# WHAT TO WORK ON
Without altering anything, repeat each of the records.

# INFORMATION SUPPLIED

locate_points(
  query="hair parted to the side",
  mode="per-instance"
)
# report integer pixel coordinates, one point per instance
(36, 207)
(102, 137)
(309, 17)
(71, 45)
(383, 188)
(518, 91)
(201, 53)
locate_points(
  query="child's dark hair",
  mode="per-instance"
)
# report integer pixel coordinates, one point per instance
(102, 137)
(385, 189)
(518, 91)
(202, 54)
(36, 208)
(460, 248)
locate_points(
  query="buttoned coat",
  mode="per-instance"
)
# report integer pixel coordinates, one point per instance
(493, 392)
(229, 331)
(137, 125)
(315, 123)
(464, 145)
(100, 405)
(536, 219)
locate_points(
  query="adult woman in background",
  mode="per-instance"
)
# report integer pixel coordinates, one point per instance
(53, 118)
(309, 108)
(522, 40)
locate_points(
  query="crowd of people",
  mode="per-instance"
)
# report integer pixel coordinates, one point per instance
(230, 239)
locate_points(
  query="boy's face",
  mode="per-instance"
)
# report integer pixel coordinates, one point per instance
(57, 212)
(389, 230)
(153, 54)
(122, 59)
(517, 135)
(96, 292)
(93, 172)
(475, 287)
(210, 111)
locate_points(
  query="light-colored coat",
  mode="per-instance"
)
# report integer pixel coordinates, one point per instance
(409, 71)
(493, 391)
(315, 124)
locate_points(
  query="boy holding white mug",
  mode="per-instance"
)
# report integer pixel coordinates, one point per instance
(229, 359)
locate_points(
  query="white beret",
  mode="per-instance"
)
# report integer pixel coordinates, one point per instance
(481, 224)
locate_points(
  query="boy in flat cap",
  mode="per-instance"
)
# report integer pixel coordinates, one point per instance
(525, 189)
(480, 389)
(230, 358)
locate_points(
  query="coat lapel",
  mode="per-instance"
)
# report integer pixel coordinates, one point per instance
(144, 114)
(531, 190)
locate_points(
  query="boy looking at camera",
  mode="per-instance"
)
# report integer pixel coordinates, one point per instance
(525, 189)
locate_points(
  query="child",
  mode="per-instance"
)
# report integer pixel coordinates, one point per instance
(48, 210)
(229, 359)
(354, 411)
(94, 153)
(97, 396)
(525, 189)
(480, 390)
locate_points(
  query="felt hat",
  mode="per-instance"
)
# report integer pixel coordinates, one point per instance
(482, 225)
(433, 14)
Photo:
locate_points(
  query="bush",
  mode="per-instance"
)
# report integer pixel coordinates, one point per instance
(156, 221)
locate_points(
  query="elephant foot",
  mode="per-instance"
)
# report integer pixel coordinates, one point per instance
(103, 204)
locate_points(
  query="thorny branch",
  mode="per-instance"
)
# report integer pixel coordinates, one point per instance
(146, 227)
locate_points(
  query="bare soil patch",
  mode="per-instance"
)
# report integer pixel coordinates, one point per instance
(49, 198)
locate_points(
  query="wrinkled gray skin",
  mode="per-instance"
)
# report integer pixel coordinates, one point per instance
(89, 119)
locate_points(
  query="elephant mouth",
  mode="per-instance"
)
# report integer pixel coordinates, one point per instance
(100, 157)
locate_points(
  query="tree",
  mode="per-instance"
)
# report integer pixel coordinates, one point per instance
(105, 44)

# WRITTEN SOLUTION
locate_points(
  query="hair parted to the side",
  mode="per-instance"
)
# report integer pixel coordinates, one point per instance
(36, 207)
(102, 137)
(309, 17)
(71, 45)
(383, 188)
(518, 91)
(201, 53)
locate_points(
  query="child's dark hair",
  mode="per-instance"
)
# report integer pixel coordinates, one point per instance
(102, 137)
(385, 189)
(518, 91)
(202, 54)
(36, 208)
(460, 248)
locate_points(
  query="buttoned coat",
  mode="per-instance"
)
# report integer pixel coordinates, one point per instance
(493, 392)
(229, 331)
(137, 125)
(315, 123)
(464, 145)
(100, 405)
(536, 219)
locate_points(
  query="adult woman in background",
  mode="per-instance"
)
# report integer pixel coordinates, one point per instance
(53, 118)
(309, 108)
(522, 40)
locate_points(
  query="crowd of people",
  mode="per-instance"
)
# report integer pixel coordinates, one point per instance
(230, 239)
locate_points(
  query="boy's face",
  mode="per-instance"
)
# report integer pixel coordinates, one point per instance
(57, 212)
(389, 230)
(153, 54)
(122, 59)
(517, 135)
(96, 292)
(93, 172)
(475, 287)
(210, 111)
locate_points(
  query="light-colored coat",
  mode="per-instance"
)
# report integer pixel coordinates, one point per instance
(409, 71)
(493, 391)
(315, 124)
locate_points(
  query="boy holding white mug",
  mode="per-instance"
)
# report integer pixel coordinates, one point per instance
(229, 359)
locate_points(
  query="white beret",
  mode="per-instance"
)
# report integer pixel coordinates, one point per instance
(481, 224)
locate_points(
  query="boy in flat cap",
  mode="per-instance"
)
# report integer pixel coordinates, one point per instance
(525, 189)
(480, 389)
(230, 358)
locate_points(
  query="coat lapel",
  mode="per-instance"
)
# report integer pixel coordinates, one point per instance
(144, 114)
(531, 190)
locate_points(
  query="boy looking at camera",
  mode="per-instance"
)
# report integer pixel coordinates, one point per instance
(525, 189)
locate_points(
  query="child",
  mode="per-instance"
)
# report integer pixel coordinates, one point per instance
(48, 210)
(229, 359)
(354, 411)
(94, 153)
(97, 396)
(525, 189)
(480, 390)
locate_points(
  query="felt hat",
  mode="per-instance"
)
# report integer pixel coordinates, one point per instance
(482, 225)
(433, 14)
Photo:
locate_points(
  query="bush",
  mode="per-instance"
)
# report integer pixel coordinates, one point per instance
(156, 221)
locate_points(
  query="elephant foot",
  mode="per-instance"
)
# report integer pixel coordinates, one point per instance
(103, 204)
locate_points(
  query="thorny branch",
  mode="per-instance"
)
# report integer pixel coordinates, one point per instance
(146, 227)
locate_points(
  query="bare soil patch",
  mode="per-instance"
)
# report integer pixel coordinates, one point per instance
(49, 198)
locate_points(
  query="wrinkled gray skin",
  mode="per-instance"
)
# report integer pixel coordinates, one point per instance
(89, 119)
locate_points(
  query="elephant mouth",
  mode="per-instance"
)
# report integer pixel coordinates, one point per instance
(100, 157)
locate_points(
  query="tree",
  mode="per-instance"
)
# report integer pixel coordinates, one point per instance
(105, 44)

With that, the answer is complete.